» TRY IT
Set down the records that follow exactly, every line of them.

» SUPPLIED INFORMATION
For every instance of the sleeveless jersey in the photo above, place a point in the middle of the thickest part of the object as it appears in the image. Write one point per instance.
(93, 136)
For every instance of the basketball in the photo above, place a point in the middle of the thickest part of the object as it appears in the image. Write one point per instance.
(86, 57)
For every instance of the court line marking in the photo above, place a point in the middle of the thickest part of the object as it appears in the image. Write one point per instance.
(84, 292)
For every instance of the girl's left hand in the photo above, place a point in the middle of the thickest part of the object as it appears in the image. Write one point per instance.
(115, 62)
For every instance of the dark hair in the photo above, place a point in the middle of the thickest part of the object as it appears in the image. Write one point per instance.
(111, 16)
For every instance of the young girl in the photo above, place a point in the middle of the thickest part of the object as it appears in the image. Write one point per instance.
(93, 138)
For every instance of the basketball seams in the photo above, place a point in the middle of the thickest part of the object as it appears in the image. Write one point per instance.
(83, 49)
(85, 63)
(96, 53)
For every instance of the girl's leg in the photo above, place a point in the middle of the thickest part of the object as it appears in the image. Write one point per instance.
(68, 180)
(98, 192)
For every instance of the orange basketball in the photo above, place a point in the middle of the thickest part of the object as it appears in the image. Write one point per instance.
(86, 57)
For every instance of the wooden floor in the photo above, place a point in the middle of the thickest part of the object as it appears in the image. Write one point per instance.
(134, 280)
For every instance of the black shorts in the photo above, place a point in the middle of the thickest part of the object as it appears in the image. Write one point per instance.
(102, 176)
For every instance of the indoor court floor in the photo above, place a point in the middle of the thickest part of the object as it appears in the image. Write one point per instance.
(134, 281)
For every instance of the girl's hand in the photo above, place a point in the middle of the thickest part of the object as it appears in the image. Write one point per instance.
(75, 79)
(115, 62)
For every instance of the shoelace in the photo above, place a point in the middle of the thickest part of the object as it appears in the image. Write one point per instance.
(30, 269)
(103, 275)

» RESPONSE BELOW
For every instance of the sleeveless jersey in the photo above, place a point in the middle of the thickest part of the object as it appears in the image. Write one point per instance.
(93, 136)
For every instance of the basketball in the photo above, place a point in the middle of the thickest part of the object as it appears in the image. Write one point per instance.
(86, 57)
For every instance of the court line marking in the photo above, place a point in the middle of the thickest part of the object as it appears in the image. Write one point per instance.
(84, 292)
For every instance of the girl's left hand in the photo above, place a point in the middle of the thickest part of the object as it appears in the image. Write one point per instance.
(115, 62)
For every instance of the dark hair in the photo above, place a point in the middle of the thickest part of the object as it appears in the image. Write one point per instance.
(111, 16)
For every instance of the young girl in the photo above, place a point in the middle of the thickest part of the object as it appears in the image. Write one point per instance.
(93, 138)
For every instance of the basketball seams in the photo above, place a point in the middle of the thickest part of the object as it appears in the image. Write one point per instance.
(83, 49)
(85, 63)
(96, 53)
For every instance of the girl's leg in the photo above, place a point in the middle of the thickest part of the object as it appears in the image. Write one point per instance.
(68, 180)
(98, 192)
For every instance of the orange basketball in the photo above, place a point in the middle of the thickest part of the object as it appears in the image. Write one point per instance.
(86, 57)
For every instance of the wooden floor in the photo above, place a point in the middle of the thickest part of the object as it appears in the image. Write one point per instance.
(134, 280)
For every instance of the black shorts in the photo above, place a point in the middle of the thickest part of the object as it appears in the image. Write one point per instance.
(102, 176)
For every instance of the indoor court floor in the photo above, place a point in the middle of the thickest part of the object as it appears in the image. Write one point per instance.
(134, 281)
For every instance of the girl's hand in the photo above, place a point in the middle of the thickest part of the object as it appears in the image. Write one point per instance.
(75, 79)
(115, 62)
For every instance of the shoelace in the photo above, place a point in the middle of the thickest part of the object as it appears in the image. Write one point per instance.
(30, 269)
(103, 275)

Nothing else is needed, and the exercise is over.